** STATED TASK **
Transcribe the lines of the records starting with the one that has "Would you mind marking the aircraft tire" in it and ending with the last, and transcribe nothing else.

___ DATASET RECORDS

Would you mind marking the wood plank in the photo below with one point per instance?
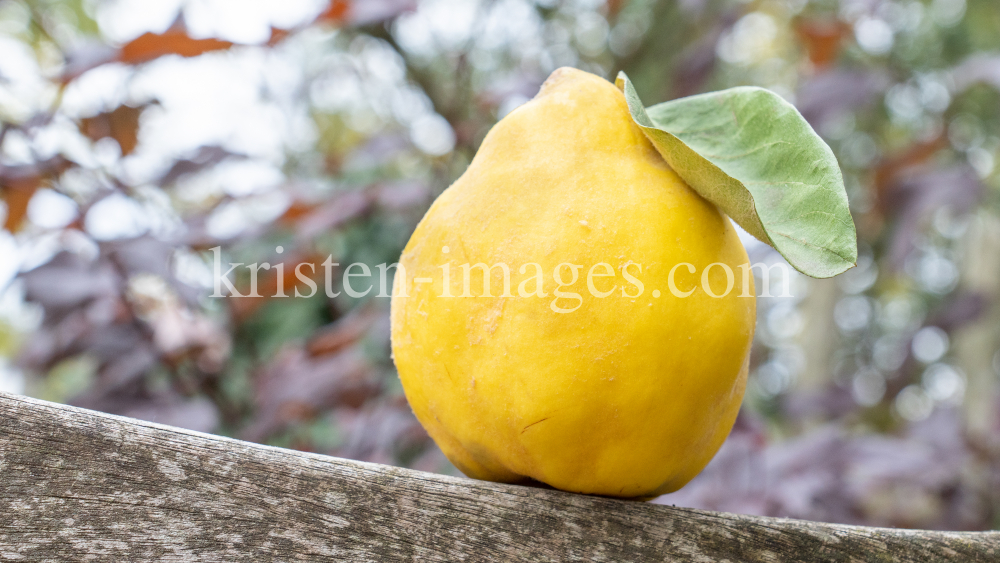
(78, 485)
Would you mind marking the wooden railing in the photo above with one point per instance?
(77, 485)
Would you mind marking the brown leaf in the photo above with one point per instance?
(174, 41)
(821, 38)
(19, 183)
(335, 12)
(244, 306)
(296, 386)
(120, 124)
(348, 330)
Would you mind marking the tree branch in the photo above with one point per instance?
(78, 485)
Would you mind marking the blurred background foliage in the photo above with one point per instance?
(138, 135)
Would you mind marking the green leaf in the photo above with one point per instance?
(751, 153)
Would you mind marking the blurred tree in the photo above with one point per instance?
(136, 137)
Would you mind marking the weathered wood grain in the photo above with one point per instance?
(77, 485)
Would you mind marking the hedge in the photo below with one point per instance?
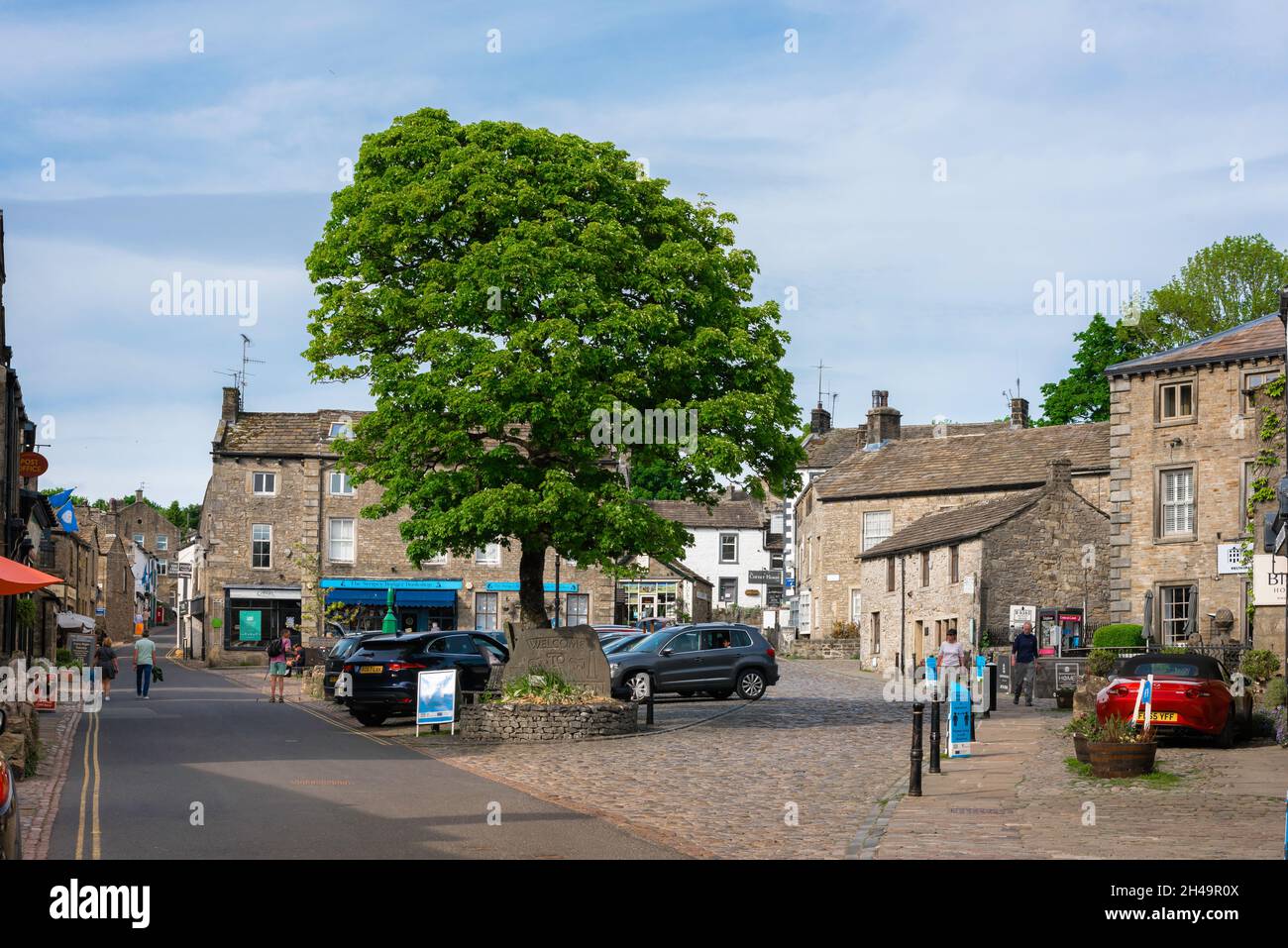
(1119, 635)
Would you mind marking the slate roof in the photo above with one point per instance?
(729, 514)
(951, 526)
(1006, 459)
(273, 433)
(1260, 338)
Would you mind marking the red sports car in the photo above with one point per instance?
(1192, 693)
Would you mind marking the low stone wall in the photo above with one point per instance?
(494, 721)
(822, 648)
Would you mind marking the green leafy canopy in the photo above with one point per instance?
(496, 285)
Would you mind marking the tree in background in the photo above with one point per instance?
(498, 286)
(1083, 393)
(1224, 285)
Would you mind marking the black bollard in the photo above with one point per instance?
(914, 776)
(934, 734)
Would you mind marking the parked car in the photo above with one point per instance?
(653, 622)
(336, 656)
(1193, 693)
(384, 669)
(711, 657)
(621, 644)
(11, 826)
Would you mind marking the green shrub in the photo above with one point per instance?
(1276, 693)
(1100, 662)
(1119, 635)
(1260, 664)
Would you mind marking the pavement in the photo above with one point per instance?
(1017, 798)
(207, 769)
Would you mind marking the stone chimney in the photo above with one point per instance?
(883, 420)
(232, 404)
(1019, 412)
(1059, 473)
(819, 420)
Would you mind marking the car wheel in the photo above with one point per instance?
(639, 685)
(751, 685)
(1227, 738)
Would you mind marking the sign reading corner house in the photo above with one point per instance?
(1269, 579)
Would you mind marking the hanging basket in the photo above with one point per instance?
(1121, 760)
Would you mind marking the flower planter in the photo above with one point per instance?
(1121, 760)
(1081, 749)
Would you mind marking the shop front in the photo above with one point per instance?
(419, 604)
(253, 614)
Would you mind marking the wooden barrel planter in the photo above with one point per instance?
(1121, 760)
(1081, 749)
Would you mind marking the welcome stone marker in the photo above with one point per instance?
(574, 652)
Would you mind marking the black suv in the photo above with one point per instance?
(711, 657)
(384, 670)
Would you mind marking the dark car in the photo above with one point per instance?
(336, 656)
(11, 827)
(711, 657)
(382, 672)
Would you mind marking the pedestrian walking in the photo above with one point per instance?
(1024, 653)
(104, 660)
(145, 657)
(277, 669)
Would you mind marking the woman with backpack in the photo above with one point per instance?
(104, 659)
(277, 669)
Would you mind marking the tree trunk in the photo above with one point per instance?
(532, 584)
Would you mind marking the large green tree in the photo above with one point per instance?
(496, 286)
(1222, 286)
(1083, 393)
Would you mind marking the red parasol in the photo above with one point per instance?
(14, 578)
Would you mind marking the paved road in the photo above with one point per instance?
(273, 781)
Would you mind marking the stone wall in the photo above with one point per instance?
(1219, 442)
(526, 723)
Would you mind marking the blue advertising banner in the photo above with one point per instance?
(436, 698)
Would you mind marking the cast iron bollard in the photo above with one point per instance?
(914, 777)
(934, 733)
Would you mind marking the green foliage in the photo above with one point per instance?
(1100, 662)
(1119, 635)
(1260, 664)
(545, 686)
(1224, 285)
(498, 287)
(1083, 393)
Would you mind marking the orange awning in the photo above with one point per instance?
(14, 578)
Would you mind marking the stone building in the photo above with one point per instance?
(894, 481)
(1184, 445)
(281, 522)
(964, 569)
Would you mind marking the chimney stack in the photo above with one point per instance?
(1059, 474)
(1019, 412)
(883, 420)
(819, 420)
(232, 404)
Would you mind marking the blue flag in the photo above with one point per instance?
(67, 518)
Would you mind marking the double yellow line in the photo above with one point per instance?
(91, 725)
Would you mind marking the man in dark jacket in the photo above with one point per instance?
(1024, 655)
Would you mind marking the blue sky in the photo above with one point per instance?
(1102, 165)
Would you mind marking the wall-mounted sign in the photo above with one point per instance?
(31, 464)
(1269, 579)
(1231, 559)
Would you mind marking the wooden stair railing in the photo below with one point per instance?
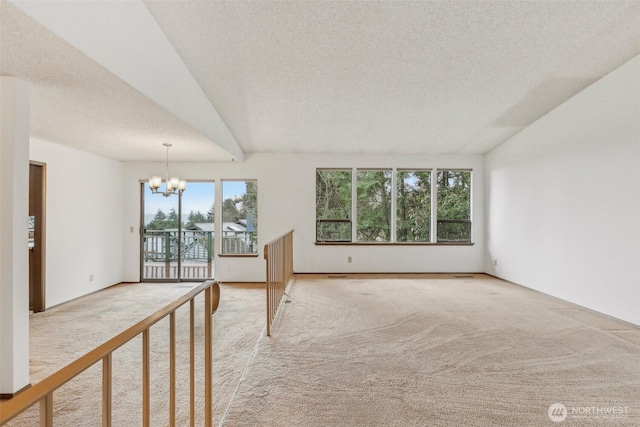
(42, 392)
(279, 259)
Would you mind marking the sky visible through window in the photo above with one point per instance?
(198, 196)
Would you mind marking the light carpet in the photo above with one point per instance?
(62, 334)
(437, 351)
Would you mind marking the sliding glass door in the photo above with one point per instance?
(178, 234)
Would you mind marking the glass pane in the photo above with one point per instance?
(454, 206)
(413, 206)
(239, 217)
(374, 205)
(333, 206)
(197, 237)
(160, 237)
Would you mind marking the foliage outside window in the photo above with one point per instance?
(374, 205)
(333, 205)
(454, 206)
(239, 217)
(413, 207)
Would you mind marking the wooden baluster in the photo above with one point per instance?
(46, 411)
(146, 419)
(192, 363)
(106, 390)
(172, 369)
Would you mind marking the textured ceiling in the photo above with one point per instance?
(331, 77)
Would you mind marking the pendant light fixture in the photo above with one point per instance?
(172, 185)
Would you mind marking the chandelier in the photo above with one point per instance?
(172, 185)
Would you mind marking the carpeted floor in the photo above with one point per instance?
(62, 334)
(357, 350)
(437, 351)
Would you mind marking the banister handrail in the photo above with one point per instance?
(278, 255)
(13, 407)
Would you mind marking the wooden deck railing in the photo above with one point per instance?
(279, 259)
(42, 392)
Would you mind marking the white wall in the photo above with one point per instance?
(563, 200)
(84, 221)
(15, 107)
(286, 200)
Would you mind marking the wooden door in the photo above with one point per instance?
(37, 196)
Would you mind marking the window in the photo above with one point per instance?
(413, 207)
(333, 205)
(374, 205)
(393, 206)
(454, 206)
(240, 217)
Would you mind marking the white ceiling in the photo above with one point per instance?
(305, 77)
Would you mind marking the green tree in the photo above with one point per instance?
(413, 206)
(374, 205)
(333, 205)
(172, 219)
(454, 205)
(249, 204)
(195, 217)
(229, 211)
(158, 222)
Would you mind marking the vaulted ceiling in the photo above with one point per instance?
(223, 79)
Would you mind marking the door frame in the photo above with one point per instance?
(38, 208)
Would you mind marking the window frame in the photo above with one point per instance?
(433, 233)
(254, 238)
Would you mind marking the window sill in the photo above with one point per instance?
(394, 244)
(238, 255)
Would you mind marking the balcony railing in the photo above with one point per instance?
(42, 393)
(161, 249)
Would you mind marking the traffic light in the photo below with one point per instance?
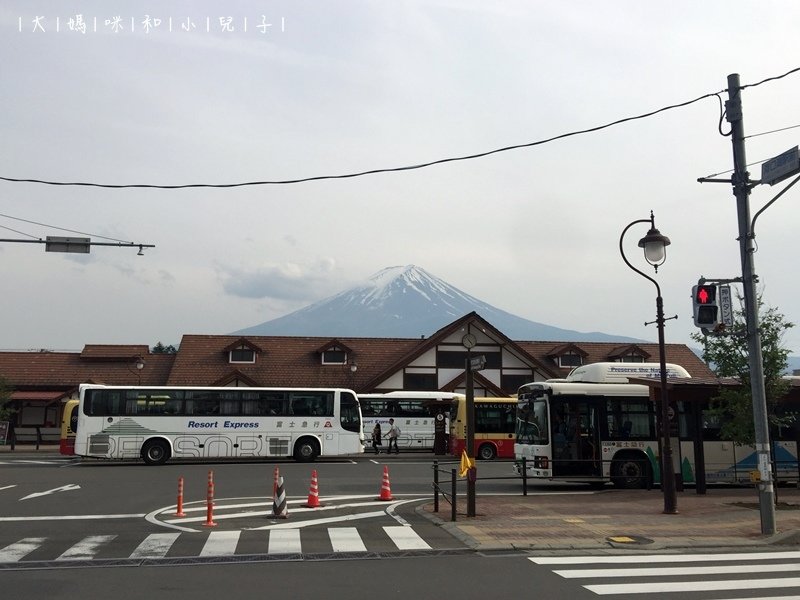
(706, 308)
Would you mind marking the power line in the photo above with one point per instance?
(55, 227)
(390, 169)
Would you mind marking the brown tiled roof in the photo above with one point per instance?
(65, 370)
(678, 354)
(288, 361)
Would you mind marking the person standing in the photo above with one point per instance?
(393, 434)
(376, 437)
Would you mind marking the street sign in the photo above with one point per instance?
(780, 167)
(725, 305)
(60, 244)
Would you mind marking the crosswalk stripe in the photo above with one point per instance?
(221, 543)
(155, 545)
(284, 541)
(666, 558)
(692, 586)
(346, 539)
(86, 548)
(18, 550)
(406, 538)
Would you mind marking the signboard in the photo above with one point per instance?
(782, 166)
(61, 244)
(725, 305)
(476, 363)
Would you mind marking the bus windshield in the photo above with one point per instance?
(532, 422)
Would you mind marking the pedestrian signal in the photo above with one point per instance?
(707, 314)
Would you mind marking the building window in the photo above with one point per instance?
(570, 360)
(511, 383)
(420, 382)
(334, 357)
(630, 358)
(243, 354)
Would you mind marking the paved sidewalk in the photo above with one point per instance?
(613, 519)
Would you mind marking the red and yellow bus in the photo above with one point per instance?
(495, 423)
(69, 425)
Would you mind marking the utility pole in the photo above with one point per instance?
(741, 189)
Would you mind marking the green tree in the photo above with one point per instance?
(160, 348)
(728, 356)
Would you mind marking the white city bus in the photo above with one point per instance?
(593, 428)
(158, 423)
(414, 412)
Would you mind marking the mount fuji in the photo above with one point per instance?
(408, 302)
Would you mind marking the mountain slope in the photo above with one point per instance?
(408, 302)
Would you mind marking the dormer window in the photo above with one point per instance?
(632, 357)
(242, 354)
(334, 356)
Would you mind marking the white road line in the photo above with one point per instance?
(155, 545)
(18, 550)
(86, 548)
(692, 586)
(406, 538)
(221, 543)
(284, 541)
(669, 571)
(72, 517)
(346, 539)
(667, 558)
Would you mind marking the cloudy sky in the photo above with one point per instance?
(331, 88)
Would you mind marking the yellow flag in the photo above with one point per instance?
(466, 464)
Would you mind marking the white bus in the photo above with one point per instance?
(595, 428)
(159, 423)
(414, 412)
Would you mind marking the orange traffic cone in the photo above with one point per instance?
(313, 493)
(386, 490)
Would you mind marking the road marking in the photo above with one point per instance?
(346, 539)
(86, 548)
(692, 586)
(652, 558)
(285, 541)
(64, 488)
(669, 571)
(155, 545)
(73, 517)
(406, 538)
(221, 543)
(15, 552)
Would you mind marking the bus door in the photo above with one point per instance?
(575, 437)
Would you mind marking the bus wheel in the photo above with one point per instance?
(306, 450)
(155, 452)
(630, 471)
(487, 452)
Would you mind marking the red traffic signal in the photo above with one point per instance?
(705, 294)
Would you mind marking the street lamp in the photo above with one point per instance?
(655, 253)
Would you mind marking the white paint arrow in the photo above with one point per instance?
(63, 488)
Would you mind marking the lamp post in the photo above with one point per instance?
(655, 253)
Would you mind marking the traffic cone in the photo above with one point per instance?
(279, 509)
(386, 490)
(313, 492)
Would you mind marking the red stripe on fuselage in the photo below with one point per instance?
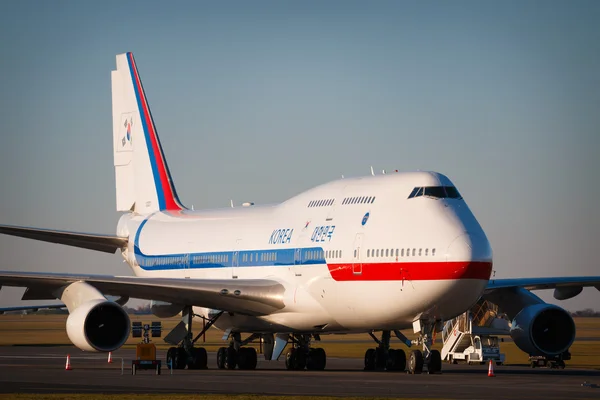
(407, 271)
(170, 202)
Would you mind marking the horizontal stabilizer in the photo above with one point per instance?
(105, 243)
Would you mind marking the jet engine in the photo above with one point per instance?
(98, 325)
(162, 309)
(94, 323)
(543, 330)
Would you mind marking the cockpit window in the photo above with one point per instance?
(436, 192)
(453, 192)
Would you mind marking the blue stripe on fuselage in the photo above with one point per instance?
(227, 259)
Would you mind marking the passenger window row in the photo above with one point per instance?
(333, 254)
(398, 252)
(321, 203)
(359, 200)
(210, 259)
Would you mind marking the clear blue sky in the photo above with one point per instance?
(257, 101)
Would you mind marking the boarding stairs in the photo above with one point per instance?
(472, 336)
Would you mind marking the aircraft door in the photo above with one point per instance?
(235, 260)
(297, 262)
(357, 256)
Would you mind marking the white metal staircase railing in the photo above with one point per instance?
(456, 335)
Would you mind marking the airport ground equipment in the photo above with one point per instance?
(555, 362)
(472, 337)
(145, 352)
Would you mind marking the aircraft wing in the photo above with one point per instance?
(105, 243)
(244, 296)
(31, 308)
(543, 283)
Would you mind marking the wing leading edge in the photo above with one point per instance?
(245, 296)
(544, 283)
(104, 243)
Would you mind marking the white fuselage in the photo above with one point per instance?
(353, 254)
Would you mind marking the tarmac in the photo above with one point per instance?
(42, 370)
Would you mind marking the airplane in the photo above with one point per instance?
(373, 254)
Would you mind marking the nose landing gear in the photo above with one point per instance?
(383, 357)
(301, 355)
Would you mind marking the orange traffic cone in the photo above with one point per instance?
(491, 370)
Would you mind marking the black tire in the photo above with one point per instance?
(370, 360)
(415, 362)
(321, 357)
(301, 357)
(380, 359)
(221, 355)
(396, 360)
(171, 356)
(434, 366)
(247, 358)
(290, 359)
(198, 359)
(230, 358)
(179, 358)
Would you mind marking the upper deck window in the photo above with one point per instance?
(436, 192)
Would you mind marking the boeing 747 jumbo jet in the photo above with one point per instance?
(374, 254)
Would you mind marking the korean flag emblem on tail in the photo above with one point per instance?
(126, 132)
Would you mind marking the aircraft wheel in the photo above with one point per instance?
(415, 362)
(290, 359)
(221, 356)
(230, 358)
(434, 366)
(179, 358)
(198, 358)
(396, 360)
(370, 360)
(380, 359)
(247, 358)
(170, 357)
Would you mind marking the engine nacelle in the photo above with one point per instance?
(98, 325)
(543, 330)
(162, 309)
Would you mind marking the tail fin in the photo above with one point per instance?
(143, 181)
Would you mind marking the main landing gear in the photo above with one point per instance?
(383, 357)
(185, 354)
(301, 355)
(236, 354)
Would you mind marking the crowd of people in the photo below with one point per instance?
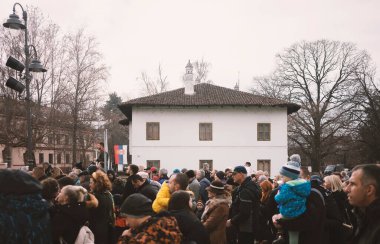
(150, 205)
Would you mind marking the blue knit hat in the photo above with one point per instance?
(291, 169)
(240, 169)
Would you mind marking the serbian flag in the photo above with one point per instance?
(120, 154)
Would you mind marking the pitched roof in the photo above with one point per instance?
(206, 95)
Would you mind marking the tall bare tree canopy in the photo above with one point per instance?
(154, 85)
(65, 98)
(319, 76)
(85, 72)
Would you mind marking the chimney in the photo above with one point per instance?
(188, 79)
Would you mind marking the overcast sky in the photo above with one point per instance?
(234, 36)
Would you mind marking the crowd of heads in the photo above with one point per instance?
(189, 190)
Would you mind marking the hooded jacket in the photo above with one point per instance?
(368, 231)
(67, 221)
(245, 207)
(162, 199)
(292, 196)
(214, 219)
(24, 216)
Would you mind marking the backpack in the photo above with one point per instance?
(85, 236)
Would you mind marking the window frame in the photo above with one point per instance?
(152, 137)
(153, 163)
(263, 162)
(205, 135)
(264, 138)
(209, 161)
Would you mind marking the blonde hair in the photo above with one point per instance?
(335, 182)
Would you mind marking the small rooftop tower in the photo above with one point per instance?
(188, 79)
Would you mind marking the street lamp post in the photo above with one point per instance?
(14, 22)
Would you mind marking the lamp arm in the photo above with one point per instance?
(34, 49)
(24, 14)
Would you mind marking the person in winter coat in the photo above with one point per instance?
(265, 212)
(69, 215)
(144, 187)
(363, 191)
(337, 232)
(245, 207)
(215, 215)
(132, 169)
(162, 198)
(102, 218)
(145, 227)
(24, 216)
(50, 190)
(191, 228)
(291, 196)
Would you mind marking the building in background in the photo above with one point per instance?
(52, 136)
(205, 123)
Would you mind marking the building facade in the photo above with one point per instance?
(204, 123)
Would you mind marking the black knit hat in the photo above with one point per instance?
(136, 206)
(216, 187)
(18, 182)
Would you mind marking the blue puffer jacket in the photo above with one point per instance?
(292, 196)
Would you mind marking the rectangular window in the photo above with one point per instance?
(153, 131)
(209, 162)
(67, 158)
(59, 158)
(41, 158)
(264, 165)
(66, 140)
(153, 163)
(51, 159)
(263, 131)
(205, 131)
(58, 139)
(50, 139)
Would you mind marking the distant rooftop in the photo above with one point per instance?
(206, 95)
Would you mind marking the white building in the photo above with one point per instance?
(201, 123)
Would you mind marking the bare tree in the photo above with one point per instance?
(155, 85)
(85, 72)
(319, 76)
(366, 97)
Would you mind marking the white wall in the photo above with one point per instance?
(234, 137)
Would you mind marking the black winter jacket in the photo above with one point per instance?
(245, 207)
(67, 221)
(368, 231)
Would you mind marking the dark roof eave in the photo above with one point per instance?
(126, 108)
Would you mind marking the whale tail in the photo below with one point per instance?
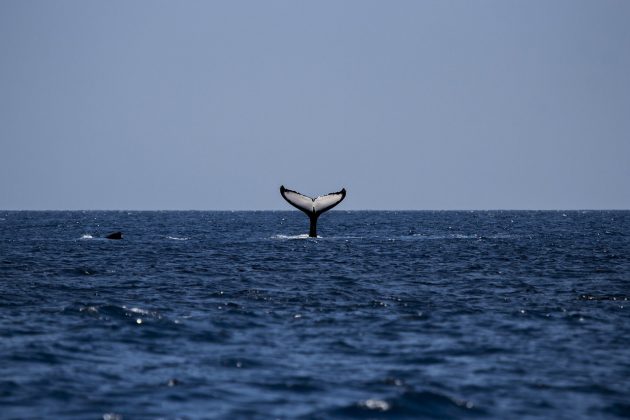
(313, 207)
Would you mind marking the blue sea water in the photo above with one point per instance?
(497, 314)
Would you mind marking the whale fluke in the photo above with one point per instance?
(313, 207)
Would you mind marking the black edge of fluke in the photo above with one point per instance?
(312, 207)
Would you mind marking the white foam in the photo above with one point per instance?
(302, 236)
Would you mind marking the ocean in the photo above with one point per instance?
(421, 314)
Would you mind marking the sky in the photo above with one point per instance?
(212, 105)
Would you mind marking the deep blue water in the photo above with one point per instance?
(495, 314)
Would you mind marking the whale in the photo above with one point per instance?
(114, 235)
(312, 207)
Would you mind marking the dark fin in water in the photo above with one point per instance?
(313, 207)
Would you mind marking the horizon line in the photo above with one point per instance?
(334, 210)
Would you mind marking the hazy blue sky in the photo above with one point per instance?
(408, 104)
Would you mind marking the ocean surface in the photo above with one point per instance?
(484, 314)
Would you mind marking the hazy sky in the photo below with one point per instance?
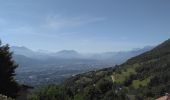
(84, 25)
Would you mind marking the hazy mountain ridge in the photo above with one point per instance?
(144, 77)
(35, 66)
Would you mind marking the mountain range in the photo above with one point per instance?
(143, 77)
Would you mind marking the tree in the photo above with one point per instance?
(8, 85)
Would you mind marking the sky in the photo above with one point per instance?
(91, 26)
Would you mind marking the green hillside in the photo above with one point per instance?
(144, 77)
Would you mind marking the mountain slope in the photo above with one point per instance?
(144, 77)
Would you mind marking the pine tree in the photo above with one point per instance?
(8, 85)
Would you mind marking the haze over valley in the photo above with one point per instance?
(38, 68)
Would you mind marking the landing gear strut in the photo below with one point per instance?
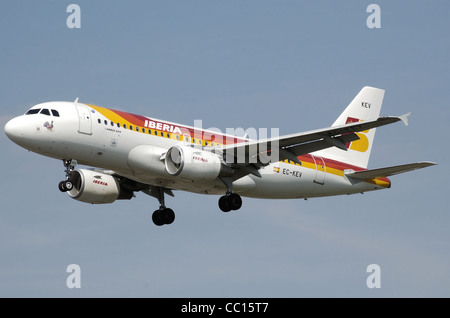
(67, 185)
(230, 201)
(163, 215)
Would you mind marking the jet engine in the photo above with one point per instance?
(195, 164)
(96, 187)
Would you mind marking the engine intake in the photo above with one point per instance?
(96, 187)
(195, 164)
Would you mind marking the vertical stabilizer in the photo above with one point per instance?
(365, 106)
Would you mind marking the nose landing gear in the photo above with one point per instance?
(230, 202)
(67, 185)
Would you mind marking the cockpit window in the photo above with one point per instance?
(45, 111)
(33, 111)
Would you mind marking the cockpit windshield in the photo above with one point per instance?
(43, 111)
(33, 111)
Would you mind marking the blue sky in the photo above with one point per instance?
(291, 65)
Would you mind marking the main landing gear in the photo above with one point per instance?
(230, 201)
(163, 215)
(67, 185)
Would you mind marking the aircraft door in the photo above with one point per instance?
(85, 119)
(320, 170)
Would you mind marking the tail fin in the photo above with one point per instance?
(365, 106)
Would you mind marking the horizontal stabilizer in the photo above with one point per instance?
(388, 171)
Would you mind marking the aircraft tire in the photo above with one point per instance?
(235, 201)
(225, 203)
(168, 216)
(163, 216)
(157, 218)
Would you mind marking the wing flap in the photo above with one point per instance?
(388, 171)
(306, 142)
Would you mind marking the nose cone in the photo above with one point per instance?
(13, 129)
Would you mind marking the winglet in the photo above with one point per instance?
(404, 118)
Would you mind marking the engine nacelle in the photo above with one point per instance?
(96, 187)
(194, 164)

______

** SOLUTION TO THE EXERCISE **
Would you mind marking the aircraft tire in the photo above with one point per instance?
(235, 201)
(225, 203)
(168, 216)
(163, 216)
(157, 218)
Would you mind marking the wing flap in the photo above with one point per instance?
(388, 171)
(306, 142)
Would you mind marking the nose cone in the photo above with one point per instance?
(13, 129)
Would you mind marking the winglet in the photo above with one point per instance?
(404, 118)
Would you mind marking the engine nacelle in the photo above with one point per instance?
(96, 187)
(194, 164)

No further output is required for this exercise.